• [Alıştırmanın amacı] Aşağıdaki kayıtların hepsini, hiçbir satırını değiştirmeden aynen geri verir misin?

══ Verilen bilgiler

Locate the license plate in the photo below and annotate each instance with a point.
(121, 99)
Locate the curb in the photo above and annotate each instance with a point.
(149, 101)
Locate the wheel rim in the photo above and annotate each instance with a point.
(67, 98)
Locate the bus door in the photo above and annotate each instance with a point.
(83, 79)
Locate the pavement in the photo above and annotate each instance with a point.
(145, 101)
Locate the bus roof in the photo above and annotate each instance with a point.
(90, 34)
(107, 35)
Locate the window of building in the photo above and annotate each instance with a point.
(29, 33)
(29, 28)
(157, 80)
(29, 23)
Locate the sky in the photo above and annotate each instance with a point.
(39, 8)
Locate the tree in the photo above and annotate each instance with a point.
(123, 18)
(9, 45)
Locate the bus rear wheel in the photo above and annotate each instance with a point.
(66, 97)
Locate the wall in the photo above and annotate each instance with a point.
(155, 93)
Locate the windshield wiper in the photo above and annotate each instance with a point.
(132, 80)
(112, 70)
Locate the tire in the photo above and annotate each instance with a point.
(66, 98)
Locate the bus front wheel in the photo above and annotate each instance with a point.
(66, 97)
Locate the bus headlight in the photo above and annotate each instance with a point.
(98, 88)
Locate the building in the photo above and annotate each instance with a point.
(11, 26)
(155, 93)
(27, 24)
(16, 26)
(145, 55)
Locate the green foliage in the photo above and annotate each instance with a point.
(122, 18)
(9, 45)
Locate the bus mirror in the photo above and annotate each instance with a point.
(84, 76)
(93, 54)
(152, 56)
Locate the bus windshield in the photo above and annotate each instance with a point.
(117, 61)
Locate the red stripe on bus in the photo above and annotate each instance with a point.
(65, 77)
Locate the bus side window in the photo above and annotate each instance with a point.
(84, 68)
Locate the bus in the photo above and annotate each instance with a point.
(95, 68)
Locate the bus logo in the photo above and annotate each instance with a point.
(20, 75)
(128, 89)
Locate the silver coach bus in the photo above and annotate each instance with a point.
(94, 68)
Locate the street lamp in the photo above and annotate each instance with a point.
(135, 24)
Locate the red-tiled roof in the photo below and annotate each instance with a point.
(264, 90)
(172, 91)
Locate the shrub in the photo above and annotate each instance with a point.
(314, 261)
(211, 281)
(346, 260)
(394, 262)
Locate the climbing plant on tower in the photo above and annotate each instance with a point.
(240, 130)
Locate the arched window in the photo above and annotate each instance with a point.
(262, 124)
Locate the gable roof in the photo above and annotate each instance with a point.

════

• [Sonuç]
Locate the license plate in the photo below and annotate each instance with a point.
(121, 99)
Locate the curb in the photo above and annotate each instance with a point.
(149, 101)
Locate the wheel rim in the photo above and annotate each instance with a point.
(67, 98)
Locate the bus door in the photo above and annotate each instance with a point.
(83, 79)
Locate the pavement in the photo above and annotate each instance with a point.
(145, 101)
Locate the bus roof in the photo above and annotate each instance with a point.
(90, 34)
(107, 35)
Locate the window of building in the photo above and annotate each instance with a point.
(29, 33)
(29, 28)
(157, 80)
(29, 23)
Locate the sky in the photo above and annotate each instance with a point.
(39, 8)
Locate the tree in the photo above and annotate each instance with a point.
(123, 18)
(9, 45)
Locate the bus rear wheel in the photo above and annotate each instance with a point.
(66, 97)
Locate the wall in the photo above and annotate each instance with a point.
(155, 93)
Locate the windshield wiper in the photo above and annotate each instance with a point.
(132, 80)
(112, 70)
Locate the tire in the photo above and annotate each instance with a point.
(66, 98)
Locate the bus front wheel in the photo above and annotate each instance with a point.
(66, 97)
Locate the bus headlight in the photo above and annotate each instance with a point.
(98, 88)
Locate the building in the photo above and annotate each instance with a point.
(11, 26)
(155, 93)
(27, 24)
(16, 26)
(145, 55)
Locate the green foliage in the photo above and annotate each instance with a point.
(122, 18)
(9, 45)
Locate the bus mirror in the photo above and annotate each instance with a point.
(84, 76)
(93, 54)
(152, 56)
Locate the bus windshield in the photo above and annotate each instance with a point.
(117, 61)
Locate the red stripe on bus in the photo above and annotate each instance with a point.
(65, 77)
Locate the bus side window in the photo above and annotate each instance with a point.
(84, 68)
Locate the bus in the photo above and annotate each instance with a point.
(95, 68)
Locate the bus logo in the photo above and annotate each instance with a point.
(20, 75)
(128, 89)
Locate the silver coach bus in the photo above and annotate each instance with a point.
(94, 68)
Locate the street lamp in the photo above and annotate each instance with a point.
(135, 24)
Locate the red-tiled roof in the photo below and annotate each instance with a point.
(264, 90)
(172, 91)
Locate the shrub in the photo above and annotate each instance with a point.
(314, 261)
(211, 281)
(346, 260)
(394, 262)
Locate the climbing plant on tower in the photo above and annotate each instance with a point.
(240, 130)
Locate the arched window in the photo above and annotate each instance with a point.
(262, 124)
Locate the gable roof in the photo above and annotate each instance with a point.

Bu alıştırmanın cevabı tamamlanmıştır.